[Exercise brief]
Count the lines in the data below that contain the string "light", matching case exactly, and give only that number.

[Provided information]
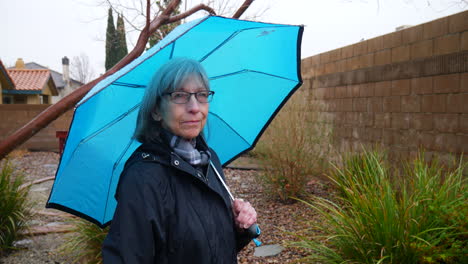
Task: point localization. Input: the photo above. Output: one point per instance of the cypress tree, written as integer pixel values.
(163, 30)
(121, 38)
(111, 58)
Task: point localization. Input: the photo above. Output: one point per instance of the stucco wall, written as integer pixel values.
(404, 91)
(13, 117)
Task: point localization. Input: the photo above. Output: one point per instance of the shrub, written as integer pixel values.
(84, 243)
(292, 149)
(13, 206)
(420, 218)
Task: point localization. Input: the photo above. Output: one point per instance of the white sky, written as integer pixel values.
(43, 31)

--

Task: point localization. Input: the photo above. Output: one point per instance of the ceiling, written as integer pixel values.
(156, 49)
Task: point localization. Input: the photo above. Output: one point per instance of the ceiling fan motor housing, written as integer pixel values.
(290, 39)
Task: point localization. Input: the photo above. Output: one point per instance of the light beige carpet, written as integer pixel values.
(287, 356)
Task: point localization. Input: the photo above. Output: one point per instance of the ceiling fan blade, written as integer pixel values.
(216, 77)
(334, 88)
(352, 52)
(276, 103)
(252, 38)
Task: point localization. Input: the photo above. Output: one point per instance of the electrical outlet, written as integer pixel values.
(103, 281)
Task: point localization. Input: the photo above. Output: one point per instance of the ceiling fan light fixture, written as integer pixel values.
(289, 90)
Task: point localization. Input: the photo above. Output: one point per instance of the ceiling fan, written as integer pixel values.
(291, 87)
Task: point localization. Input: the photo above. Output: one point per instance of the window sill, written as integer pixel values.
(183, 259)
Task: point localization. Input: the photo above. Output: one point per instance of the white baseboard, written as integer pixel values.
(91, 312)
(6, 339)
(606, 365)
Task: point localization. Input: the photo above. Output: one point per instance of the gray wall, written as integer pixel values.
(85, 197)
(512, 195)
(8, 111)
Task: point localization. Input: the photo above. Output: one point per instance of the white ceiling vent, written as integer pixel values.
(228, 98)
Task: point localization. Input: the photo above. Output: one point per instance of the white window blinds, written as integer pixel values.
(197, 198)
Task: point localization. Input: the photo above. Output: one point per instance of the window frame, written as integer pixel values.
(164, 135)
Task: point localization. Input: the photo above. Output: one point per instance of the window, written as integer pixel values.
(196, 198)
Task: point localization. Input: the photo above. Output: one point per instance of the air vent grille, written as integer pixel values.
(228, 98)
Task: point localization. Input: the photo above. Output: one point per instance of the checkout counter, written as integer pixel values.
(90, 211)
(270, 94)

* * *

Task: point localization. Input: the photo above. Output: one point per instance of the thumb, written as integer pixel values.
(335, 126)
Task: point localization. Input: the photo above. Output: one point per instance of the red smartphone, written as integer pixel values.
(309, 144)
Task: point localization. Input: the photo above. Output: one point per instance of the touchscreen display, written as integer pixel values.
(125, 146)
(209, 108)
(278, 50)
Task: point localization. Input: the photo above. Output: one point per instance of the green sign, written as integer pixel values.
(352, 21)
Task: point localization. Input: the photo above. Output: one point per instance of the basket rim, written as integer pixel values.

[Completed exercise]
2